DUMAI-(RI)-Tersangka kasus penganiayaan atas nama Fina Yolanda akhirnya menghirup udara bebas. Penanganan perkara perempuan berusia 19 tahun ini dapat penerapan prinsip keadilan restoratif dari Kejaksaan Negri Dumai.
Perempuan ini disangkakan melanggar pasal Pasal 351 ayat (1) KUHPidana terkait penganiayaan terhadap korban bernama Anggi Ulfa Dwi Yanti. Dirinya sempat ditahan di Rutan Kelas II B Dumai.
Dibebaskannya Fina melalui Surat Ketetapan Penghentian Penuntutan Berdasarkan Keadilan Restoratif Nomor: 1576/L.4.11/Eoh.2/08/2023, Kepala Kejaksaan Negeri Dumai, Agustinus Herimulyanto, menginformasikan bahwa penghentian penuntutan ini dilaksanakan sesuai dengan mekanisme yang telah ditetapkan berdasarkan hukum yang berlaku.

[Entri yang Diberikan]

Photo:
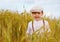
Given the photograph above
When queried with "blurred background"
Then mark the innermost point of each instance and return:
(51, 7)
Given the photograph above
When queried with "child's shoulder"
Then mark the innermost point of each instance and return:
(30, 23)
(46, 22)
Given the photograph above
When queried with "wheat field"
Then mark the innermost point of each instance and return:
(13, 27)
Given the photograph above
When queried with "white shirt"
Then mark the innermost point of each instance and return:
(37, 25)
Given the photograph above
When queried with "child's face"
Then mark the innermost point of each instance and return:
(37, 15)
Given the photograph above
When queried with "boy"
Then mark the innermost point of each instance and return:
(38, 22)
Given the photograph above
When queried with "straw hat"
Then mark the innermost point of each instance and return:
(36, 9)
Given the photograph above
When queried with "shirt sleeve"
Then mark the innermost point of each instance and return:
(47, 28)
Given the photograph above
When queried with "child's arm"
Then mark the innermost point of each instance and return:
(47, 28)
(29, 30)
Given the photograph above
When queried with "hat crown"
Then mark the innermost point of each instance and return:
(36, 9)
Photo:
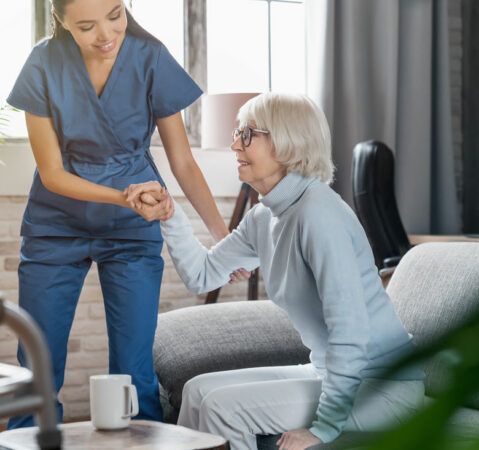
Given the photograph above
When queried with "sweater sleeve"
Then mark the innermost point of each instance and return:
(329, 250)
(202, 269)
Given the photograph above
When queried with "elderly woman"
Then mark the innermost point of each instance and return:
(317, 266)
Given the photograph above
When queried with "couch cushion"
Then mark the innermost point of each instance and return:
(222, 336)
(434, 288)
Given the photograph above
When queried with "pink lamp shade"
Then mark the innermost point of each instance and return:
(218, 118)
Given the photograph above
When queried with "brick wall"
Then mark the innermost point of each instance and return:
(87, 347)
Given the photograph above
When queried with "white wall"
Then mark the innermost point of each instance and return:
(218, 166)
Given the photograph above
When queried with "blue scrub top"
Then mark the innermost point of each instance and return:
(104, 139)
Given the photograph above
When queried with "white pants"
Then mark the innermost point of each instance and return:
(240, 404)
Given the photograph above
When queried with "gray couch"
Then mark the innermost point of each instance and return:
(434, 287)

[Tugas Anda]
a) Tolong tentukan apakah setiap pernyataan berikut sesuai dengan kutipan dokumen, lalu jawab ya atau tidak disertai kata-kata penentu dari kutipan dokumen yang dikutip persis: (i) Fina Yolanda berusia 19 tahun. (ii) Fina Yolanda sempat ditahan di Rutan Kelas II B Pekanbaru. (iii) Korban penganiayaan bernama Anggi Ulfa Dwi Yanti.
b) Siapa Kepala Kejaksaan Negeri Dumai menurut kutipan dokumen?
c) Tuliskan ulang bagian kutipan dokumen antara "DUMAI-(RI)-Tersangka kasus penganiayaan" dan "hukum yang berlaku.", kedua batas itu ikut ditulis.

[Jawaban Setiap Tugas]
a)
(i) Ya: "perempuan berusia 19 tahun ini"
(ii) Tidak: "Dirinya sempat ditahan di Rutan Kelas II B Dumai."
(iii) Ya: "korban bernama Anggi Ulfa Dwi Yanti"

b) Agustinus Herimulyanto.

c)
DUMAI-(RI)-Tersangka kasus penganiayaan atas nama Fina Yolanda akhirnya menghirup udara bebas. Penanganan perkara perempuan berusia 19 tahun ini dapat penerapan prinsip keadilan restoratif dari Kejaksaan Negri Dumai.
Perempuan ini disangkakan melanggar pasal Pasal 351 ayat (1) KUHPidana terkait penganiayaan terhadap korban bernama Anggi Ulfa Dwi Yanti. Dirinya sempat ditahan di Rutan Kelas II B Dumai.
Dibebaskannya Fina melalui Surat Ketetapan Penghentian Penuntutan Berdasarkan Keadilan Restoratif Nomor: 1576/L.4.11/Eoh.2/08/2023, Kepala Kejaksaan Negeri Dumai, Agustinus Herimulyanto, menginformasikan bahwa penghentian penuntutan ini dilaksanakan sesuai dengan mekanisme yang telah ditetapkan berdasarkan hukum yang berlaku.